• [待完成任务]:
A: 请用两句话概括下文关于《女神》的论述。
B: 下文关于《女神》的论述在以“从‘有记忆的二三岁时’”开头的那句话中,列出了郭沫若所接受的传统诗教。请逐一列出这些诗作与典籍。
C: 请接着下文关于《女神》的论述最后一句,续写一段。

• [所附文段]:
·····
追溯《女神》研究史我们可以知道,闻一多1923年的两篇评论提出了《女神》研究中最早的权威性结论:《女神》“完全是时代的精神——二十世纪底时代的精神”,但也显得缺少“地方色彩”,即民族特色。无论后人对闻一多的这番评论作怎样的修正,有一个基本的思路是不曾改变的,即都是将《女神》置于引入西方文化、西方诗学以改造中国旧文学、建设中国新诗这一背景上来加以认识,在这样一个基准上,郭沫若的一些自述也就得到了格外的重视,比如他说:“我短短的做诗经过,本有三四段的变化,第一段是太戈尔式”,“第二段是惠特曼式”,“第三段便是歌德式了”。

在中国新诗作为“史”的进步意义上,最充分地开掘《女神》的时代精神、外来影响这绝对无可指责,但是,任何理论性的阐释在就对象作出更清晰的判断之时却也同时意味着某种令人遗憾的“遮蔽”。比如,当《女神》被视为西方个性主义、浪漫诗学的传达也就“遮蔽”了郭沫若与其他一些“五四”作家所不相同的文化观:在崇尚西方文化的同时,他又大声呼唤“我们固有的文化精神”,在郭沫若的文化观念中,西方文化、西方诗学往往没有居于至尊无上的地位,它们总能与东方文化、中国诗学互相解释、互相说明,来自西方的文化价值观念都能在中国传统文化中寻找到相应的契合,而中国传统文化精神又似乎总是以各式各样的方式显示出与时代精神、外来文化的呼应。所以说,《女神》的文化意义绝不是晶莹单纯的,它是一个由多种文化彼此结合、互为表里的文化汇合体,并且恰恰是在那些富有时代精神、西方印迹的诗歌当中,我们往往可能发现郭沫若自觉进行中西联络的传统文化精神,以及不自觉状态下浮现着的传统诗歌的“原型”模子。

从“有记忆的二三岁时”所暗诵的“唐人绝句”,到家塾里读的《唐诗三百首》、《千家诗》,当然还有《诗经》、《楚辞》,郭沫若所接受的中国传统诗教相当丰富,我认为其中最值得我们仔细分析的就是《楚辞》,特别是屈原的作品(即屈骚)。

按照中国传统的蒙学惯例。屈骚即使不是郭沫若最早的诗教也肯定是他较早接触的古典诗文化读物,而且显而易见的是,一旦郭沫若进入到这一瑰伟的艺术世界,其所产生的影响就将再难抹去了。诗人后来说:“屈原是我最喜欢的一位作家,小时候就爱读他的作品。”在保存下来的郭沫若少年诗稿中,与屈原相关的诗句比比皆是,直到四十年代,他还在诗中满怀感情地说:“屈子是吾师、惜哉憔悴死!”“华夏今再生,屈子芳无比”,更值得我们注意的是,郭沫若曾在自己的学术研究中这样来描述屈骚的特征与地位:

“他在诗域中起了一次天翻地覆的革命。他有敏锐的感觉性,接受了时代潮流的影响,更加上他的超越的才质和真挚的努力,他的文学革命真正是得到了压倒的胜利。气势和气质都完全画出了一个时期。”
·····
• [材料摘录]:

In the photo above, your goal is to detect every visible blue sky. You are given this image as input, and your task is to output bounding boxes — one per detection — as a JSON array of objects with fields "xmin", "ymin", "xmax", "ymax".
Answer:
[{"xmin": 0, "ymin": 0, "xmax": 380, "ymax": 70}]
·····
• [参考解答]:
A: 自闻一多起,对《女神》的研究都将其置于引入西方文化以建设中国新诗的背景上认识。论述认为,这种认识固然无可指责,却遮蔽了郭沫若在崇尚西方文化的同时呼唤“我们固有的文化精神”、使中西文化互相解释的文化观,因此《女神》是多种文化互为表里的汇合体;在他所受的传统诗教中,最值得分析的是《楚辞》,尤其是屈骚,而郭沫若小时候就爱读屈原的作品,并称屈原在诗域中起了一次天翻地覆的革命。

B: 唐人绝句、《唐诗三百首》、《千家诗》、《诗经》、《楚辞》

C:
“屈原所创造出来的骚体和之乎者也的文言文,就是春秋战国时代的白话文,在二千年前的那个时代,也是有过一次‘五四运动’的,屈原是‘五四’运动的健将。”

郭沫若对屈骚的估价与今人对《女神》的估价有着多么惊人的相似之处!这当然不是历史的巧合,而是充分地证明了,郭沫若是以“五四”时代的文化需要、文化追求来观照屈骚,同时也意味着屈骚精神已理所当然地成为了他对“五四”文化思潮的一种阐释方式,所以说,他在评述屈骚之时,也不知不觉地描绘了自己!

就在《女神》创作的1920年,郭沫若就曾公开自比为屈原,他的诗歌创作观念深深地为屈骚精神所感染,他是在与屈骚的自觉应和中开始了《女神》的精神展示。

翻开《女神》,也翻开两千多年前的屈骚,我们不难辨认出两者在艺术表现上的诸多共同之处,诸如绚烂奇幻的浪漫想象,璀璨繁艳的词藻,丰富多彩的比喻艺术,以及“览相四极”式的恢宏壮阔的时空意识。但是,我认为,对于认定文学革命“第一义是意识的革命”的郭沫若而言,我们更应当透过这一系列的艺术表现的因素,深入到诗人内在的人格追求、人生理想中去,从中寻找《女神》与屈骚的深层联系。正是从这一人格追求出发,郭沫若才可能在“五四”那样一个文化移植、文化变革的时代,纳故而又鼎新,熔古今中外的诗学精粹于一炉。

作为“五四”时代的返照,郭沫若理解的屈骚洋溢着自由与抗争的意识。郭沫若缅怀着那体现“我们固有的精神”的先秦时代,而又常常把屈骚作为这“反抗宗教的,迷信的,他律的”先秦文化的集中体现,他说:“假使中国当时不是由秦国来统一,而是让楚国来统一了,文化发展的情形必然有些不同……中国由楚人来统一,我相信自由空气一定更浓厚。”“屈原是永远值得后人崇拜的一位伟大的诗人……中华民族的尊重正义,抗拒强暴的优秀精神,一直到现在都被他扶植着。”

就在这类不乏“创造性的误解”中,郭沫若打通了屈骚与时代精神的联系,屈原的所谓自由与反抗构成了《女神》融会西方个性主义与浪漫诗学的重要基础。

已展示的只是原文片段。